## EXTRACTED RECORDS
"""
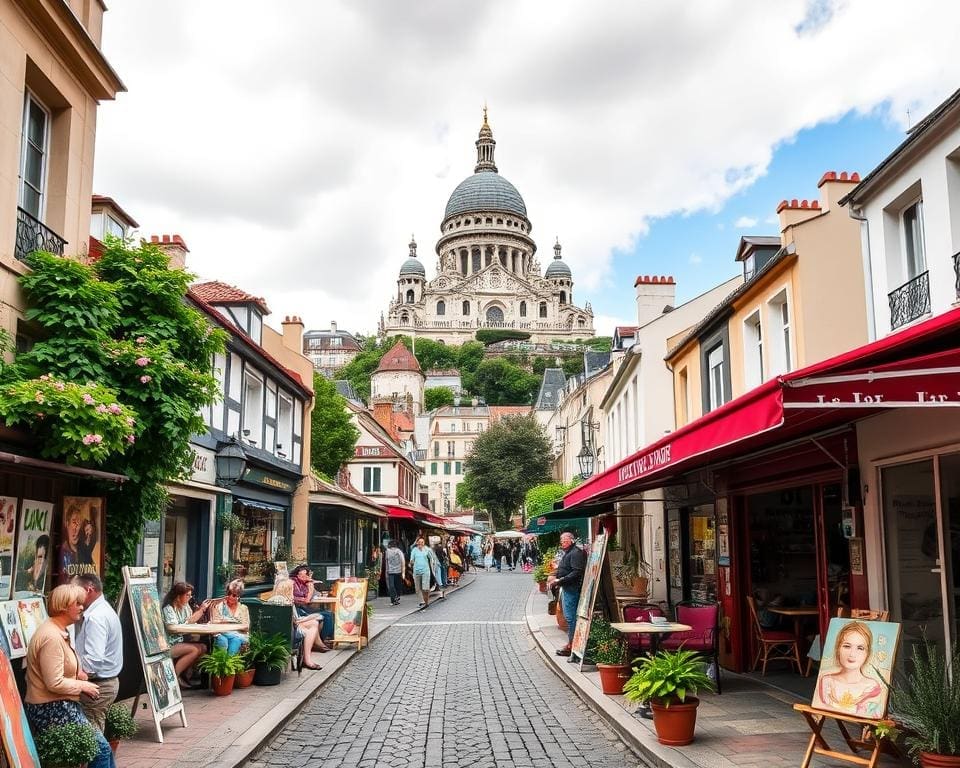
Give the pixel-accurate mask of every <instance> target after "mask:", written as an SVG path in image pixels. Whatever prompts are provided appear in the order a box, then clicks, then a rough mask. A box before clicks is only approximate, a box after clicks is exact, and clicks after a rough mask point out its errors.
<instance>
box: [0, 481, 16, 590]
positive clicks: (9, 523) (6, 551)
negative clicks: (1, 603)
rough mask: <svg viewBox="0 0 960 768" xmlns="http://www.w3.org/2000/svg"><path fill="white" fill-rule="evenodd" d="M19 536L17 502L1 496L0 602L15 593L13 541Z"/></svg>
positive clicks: (10, 497)
mask: <svg viewBox="0 0 960 768" xmlns="http://www.w3.org/2000/svg"><path fill="white" fill-rule="evenodd" d="M16 534H17V500H16V499H14V498H13V497H11V496H0V600H9V599H10V593H11V592H12V591H13V539H14V536H16Z"/></svg>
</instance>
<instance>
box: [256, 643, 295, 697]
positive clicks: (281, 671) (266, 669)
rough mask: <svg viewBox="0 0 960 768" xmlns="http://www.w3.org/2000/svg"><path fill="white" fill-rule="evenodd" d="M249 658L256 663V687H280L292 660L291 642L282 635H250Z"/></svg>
mask: <svg viewBox="0 0 960 768" xmlns="http://www.w3.org/2000/svg"><path fill="white" fill-rule="evenodd" d="M249 654H250V655H249V658H250V660H251V661H253V663H254V670H255V671H254V675H253V682H254V684H255V685H279V683H280V679H281V678H280V676H281V674H282V672H283V670H284V669H286V666H287V661H288V660H289V658H290V640H289V639H288V638H286V637H284V636H283V635H281V634H279V633H278V634H275V635H264V634H262V633H260V632H251V633H250V651H249Z"/></svg>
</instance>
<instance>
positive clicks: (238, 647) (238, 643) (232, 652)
mask: <svg viewBox="0 0 960 768" xmlns="http://www.w3.org/2000/svg"><path fill="white" fill-rule="evenodd" d="M246 641H247V636H246V635H241V634H240V633H239V632H224V633H223V634H222V635H217V636H216V637H215V638H214V639H213V644H214V645H215V646H216V647H217V648H226V649H227V653H229V654H230V655H231V656H236V655H237V654H238V653H240V646H241V645H243V644H244V643H245V642H246Z"/></svg>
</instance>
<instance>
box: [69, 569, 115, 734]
mask: <svg viewBox="0 0 960 768" xmlns="http://www.w3.org/2000/svg"><path fill="white" fill-rule="evenodd" d="M73 583H74V584H77V585H79V586H80V587H83V589H84V591H85V592H86V593H87V594H86V597H85V598H84V601H83V607H84V611H83V618H82V619H81V620H80V624H79V625H78V626H77V656H78V658H79V659H80V668H81V669H82V670H83V673H84V674H85V675H86V678H87V679H88V680H89V681H90V682H91V683H94V684H95V685H96V686H97V688H99V689H100V696H99V698H96V699H93V698H90V697H89V696H87V695H86V694H80V706H81V707H83V711H84V713H85V714H86V715H87V719H88V720H90V722H91V723H93V724H94V725H95V726H97V728H99V729H100V730H101V731H103V726H104V724H105V722H106V717H107V708H108V707H109V706H110V705H111V704H113V702H114V701H116V699H117V691H118V689H119V681H118V679H117V676H118V675H119V674H120V670H121V669H122V668H123V634H122V632H121V630H120V617H119V616H117V612H116V611H115V610H113V607H112V606H111V605H110V603H108V602H107V600H106V598H105V597H104V596H103V584H102V583H101V581H100V577H99V576H97V575H96V574H95V573H84V574H80V575H78V576H74V577H73Z"/></svg>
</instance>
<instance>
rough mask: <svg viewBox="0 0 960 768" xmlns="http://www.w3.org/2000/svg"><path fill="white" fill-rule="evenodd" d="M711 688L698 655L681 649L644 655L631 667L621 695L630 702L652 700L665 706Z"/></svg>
mask: <svg viewBox="0 0 960 768" xmlns="http://www.w3.org/2000/svg"><path fill="white" fill-rule="evenodd" d="M713 688H714V685H713V681H712V680H711V679H710V678H709V677H707V673H706V672H705V671H704V664H703V661H701V659H700V657H699V656H698V655H697V654H696V653H695V652H694V651H685V650H682V649H681V650H679V651H660V652H659V653H657V654H656V655H655V656H648V657H647V658H644V659H643V660H642V661H641V662H640V663H639V664H638V665H637V666H635V667H634V668H633V674H632V675H631V676H630V679H629V680H628V681H627V682H626V684H625V685H624V686H623V694H624V696H626V697H627V699H629V700H630V701H656V702H657V703H659V704H662V705H663V706H665V707H669V706H670V704H671V702H674V701H685V700H686V698H687V696H691V695H694V694H696V693H697V691H698V690H701V689H703V690H705V691H712V690H713Z"/></svg>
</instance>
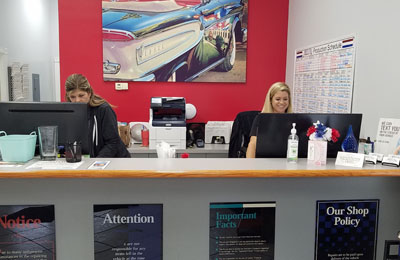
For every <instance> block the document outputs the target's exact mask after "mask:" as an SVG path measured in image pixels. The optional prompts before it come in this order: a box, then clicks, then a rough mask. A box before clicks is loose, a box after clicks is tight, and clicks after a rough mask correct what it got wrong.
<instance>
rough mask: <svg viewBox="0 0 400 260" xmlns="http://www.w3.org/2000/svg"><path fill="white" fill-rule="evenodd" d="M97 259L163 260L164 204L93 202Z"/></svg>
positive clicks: (129, 259) (94, 225) (127, 259)
mask: <svg viewBox="0 0 400 260" xmlns="http://www.w3.org/2000/svg"><path fill="white" fill-rule="evenodd" d="M93 212H94V258H95V260H162V259H163V255H162V239H163V232H162V230H163V205H162V204H109V205H94V206H93Z"/></svg>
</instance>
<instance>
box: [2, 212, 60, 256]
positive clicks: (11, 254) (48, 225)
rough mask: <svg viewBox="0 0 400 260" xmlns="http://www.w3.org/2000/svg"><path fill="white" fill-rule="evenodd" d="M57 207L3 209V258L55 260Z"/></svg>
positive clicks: (2, 215)
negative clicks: (54, 211) (55, 211)
mask: <svg viewBox="0 0 400 260" xmlns="http://www.w3.org/2000/svg"><path fill="white" fill-rule="evenodd" d="M55 243H56V242H55V221H54V205H6V206H0V259H1V260H2V259H7V260H9V259H22V260H55V259H56V257H55V254H56V252H55V248H56V247H55Z"/></svg>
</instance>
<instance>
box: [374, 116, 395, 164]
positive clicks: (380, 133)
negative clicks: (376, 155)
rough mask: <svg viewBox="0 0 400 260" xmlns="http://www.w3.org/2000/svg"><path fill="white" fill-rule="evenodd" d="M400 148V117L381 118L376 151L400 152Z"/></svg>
mask: <svg viewBox="0 0 400 260" xmlns="http://www.w3.org/2000/svg"><path fill="white" fill-rule="evenodd" d="M398 147H399V148H400V119H394V118H381V119H379V125H378V132H377V134H376V142H375V152H376V153H381V154H383V155H385V156H386V155H389V154H398V153H399V151H398V150H397V148H398Z"/></svg>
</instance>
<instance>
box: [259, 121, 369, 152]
mask: <svg viewBox="0 0 400 260" xmlns="http://www.w3.org/2000/svg"><path fill="white" fill-rule="evenodd" d="M361 119H362V114H310V113H287V114H277V113H263V114H260V115H259V121H258V122H259V124H258V132H257V146H256V157H260V158H285V157H286V153H287V140H288V137H289V135H290V130H291V129H292V123H296V129H297V135H298V136H299V155H298V156H299V158H306V157H307V145H308V140H309V138H308V136H307V130H308V128H309V127H310V126H312V125H313V123H315V122H317V121H318V120H319V121H320V122H321V123H323V124H324V125H325V126H327V127H331V128H335V129H337V130H338V131H339V133H340V138H339V140H338V141H337V142H336V143H333V142H328V154H327V156H328V158H336V156H337V152H338V151H341V150H342V149H341V144H342V142H343V139H344V138H345V137H346V135H347V131H348V128H349V126H350V125H352V128H353V133H354V136H355V137H356V139H357V140H358V139H359V136H360V128H361Z"/></svg>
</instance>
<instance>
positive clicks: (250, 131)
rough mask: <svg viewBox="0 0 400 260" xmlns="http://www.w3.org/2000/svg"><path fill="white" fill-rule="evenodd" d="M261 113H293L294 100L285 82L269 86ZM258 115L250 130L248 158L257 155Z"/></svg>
mask: <svg viewBox="0 0 400 260" xmlns="http://www.w3.org/2000/svg"><path fill="white" fill-rule="evenodd" d="M261 113H292V102H291V98H290V89H289V86H288V85H286V84H285V83H284V82H276V83H274V84H272V86H271V87H270V88H269V90H268V93H267V96H266V97H265V102H264V107H263V109H262V111H261ZM257 126H258V117H256V118H255V119H254V121H253V125H252V127H251V131H250V142H249V145H248V147H247V152H246V158H255V157H256V145H257Z"/></svg>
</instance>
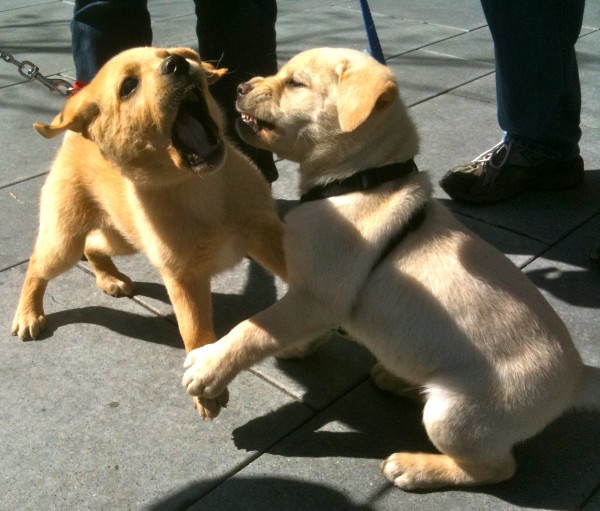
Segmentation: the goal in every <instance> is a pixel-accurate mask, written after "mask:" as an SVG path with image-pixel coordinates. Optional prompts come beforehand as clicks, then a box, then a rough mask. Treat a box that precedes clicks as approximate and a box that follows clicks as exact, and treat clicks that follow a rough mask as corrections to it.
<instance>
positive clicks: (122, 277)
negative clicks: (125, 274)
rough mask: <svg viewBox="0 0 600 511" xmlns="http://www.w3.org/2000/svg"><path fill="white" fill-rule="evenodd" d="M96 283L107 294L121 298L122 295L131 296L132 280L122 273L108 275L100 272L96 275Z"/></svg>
mask: <svg viewBox="0 0 600 511" xmlns="http://www.w3.org/2000/svg"><path fill="white" fill-rule="evenodd" d="M96 285H97V286H98V287H99V288H100V289H101V290H102V291H104V292H105V293H106V294H107V295H110V296H114V297H115V298H121V297H124V296H133V294H134V291H135V286H134V284H133V282H132V280H131V279H130V278H129V277H128V276H127V275H125V274H123V273H118V274H117V275H110V274H108V273H102V274H97V275H96Z"/></svg>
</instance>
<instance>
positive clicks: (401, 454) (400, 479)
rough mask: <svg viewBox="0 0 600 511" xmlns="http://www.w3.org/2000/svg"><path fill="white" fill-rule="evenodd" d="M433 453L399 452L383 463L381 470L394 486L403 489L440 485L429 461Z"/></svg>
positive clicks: (429, 486)
mask: <svg viewBox="0 0 600 511" xmlns="http://www.w3.org/2000/svg"><path fill="white" fill-rule="evenodd" d="M430 456H431V455H426V454H421V453H408V452H398V453H395V454H392V455H391V456H390V457H389V458H387V459H386V460H385V461H384V462H383V463H382V464H381V472H382V473H383V475H385V477H387V479H388V480H389V481H391V482H392V483H393V484H394V486H397V487H398V488H402V489H403V490H419V489H425V488H432V487H435V486H438V484H436V482H435V477H434V474H432V468H433V467H431V466H430V464H429V463H427V460H428V458H429V457H430Z"/></svg>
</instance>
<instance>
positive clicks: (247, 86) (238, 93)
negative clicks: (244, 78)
mask: <svg viewBox="0 0 600 511" xmlns="http://www.w3.org/2000/svg"><path fill="white" fill-rule="evenodd" d="M251 90H252V85H250V84H249V83H248V82H244V83H240V84H239V85H238V96H245V95H246V94H248V93H249V92H250V91H251Z"/></svg>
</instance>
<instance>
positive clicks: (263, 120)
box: [240, 112, 275, 133]
mask: <svg viewBox="0 0 600 511" xmlns="http://www.w3.org/2000/svg"><path fill="white" fill-rule="evenodd" d="M240 113H241V115H242V121H244V123H245V124H246V126H248V127H249V128H250V129H251V130H252V131H253V132H254V133H258V132H260V131H262V130H266V131H272V130H274V129H275V125H274V124H273V123H271V122H268V121H265V120H263V119H258V118H257V117H255V116H254V115H252V114H249V113H248V112H240Z"/></svg>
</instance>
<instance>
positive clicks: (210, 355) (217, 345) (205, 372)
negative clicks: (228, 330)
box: [181, 343, 228, 399]
mask: <svg viewBox="0 0 600 511" xmlns="http://www.w3.org/2000/svg"><path fill="white" fill-rule="evenodd" d="M221 360H222V357H219V346H218V343H214V344H207V345H206V346H203V347H202V348H197V349H195V350H192V351H190V352H189V353H188V356H187V357H186V359H185V363H184V365H183V367H184V369H186V371H185V373H184V374H183V380H182V382H181V383H182V385H183V388H184V389H185V391H186V392H187V393H188V394H189V395H190V396H195V397H199V398H203V399H214V398H217V397H219V396H221V395H222V394H223V393H224V392H225V391H226V386H227V383H228V381H227V379H226V375H225V367H227V364H225V363H222V362H221Z"/></svg>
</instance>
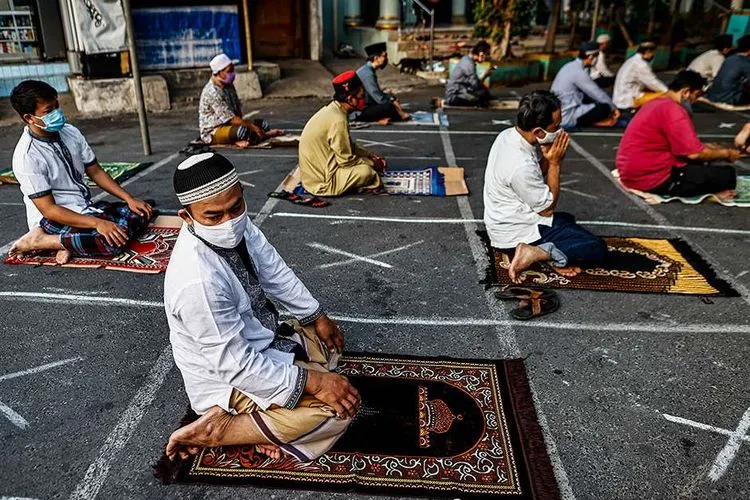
"""
## WHAT IS BEING ASKED
The reply should hold only the lines of the listing above starting at the line containing "negative clicks: (125, 274)" and ending at the line containing "453L399 452L383 463L381", exactly as written.

## ANSWER SPACE
negative clicks: (125, 274)
rough mask: <svg viewBox="0 0 600 511" xmlns="http://www.w3.org/2000/svg"><path fill="white" fill-rule="evenodd" d="M96 283L107 294L121 298L122 295L131 296L132 280L122 273L108 275L100 272L96 275Z"/></svg>
mask: <svg viewBox="0 0 600 511" xmlns="http://www.w3.org/2000/svg"><path fill="white" fill-rule="evenodd" d="M96 285H97V286H98V287H99V288H100V289H101V290H102V291H104V292H105V293H106V294H107V295H110V296H114V297H115V298H121V297H124V296H133V294H134V291H135V286H134V284H133V282H132V280H131V279H130V278H129V277H128V276H127V275H125V274H123V273H118V274H117V275H110V274H108V273H102V274H97V275H96Z"/></svg>
</instance>
<instance>
positive clicks: (401, 454) (400, 479)
rough mask: <svg viewBox="0 0 600 511" xmlns="http://www.w3.org/2000/svg"><path fill="white" fill-rule="evenodd" d="M433 453L399 452L383 463L381 470L394 486L403 489L440 485L429 461Z"/></svg>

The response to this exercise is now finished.